▶ [Data in this exercise]

"""

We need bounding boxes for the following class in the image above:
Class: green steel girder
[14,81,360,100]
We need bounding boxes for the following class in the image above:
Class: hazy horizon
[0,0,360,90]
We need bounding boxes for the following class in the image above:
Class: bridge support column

"""
"""

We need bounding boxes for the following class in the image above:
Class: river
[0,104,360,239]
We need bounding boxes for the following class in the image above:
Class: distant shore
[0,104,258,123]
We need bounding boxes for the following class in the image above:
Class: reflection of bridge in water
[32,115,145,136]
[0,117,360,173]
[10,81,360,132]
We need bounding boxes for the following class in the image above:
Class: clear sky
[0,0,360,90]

"""

▶ [Short exercise] Which lines of the records contain the string "bridge"? Identify each one and copy it in full. Treat uppercase and lowercase letters as different.

▶ [Output of the task]
Class: bridge support column
Class: reflection of bridge in water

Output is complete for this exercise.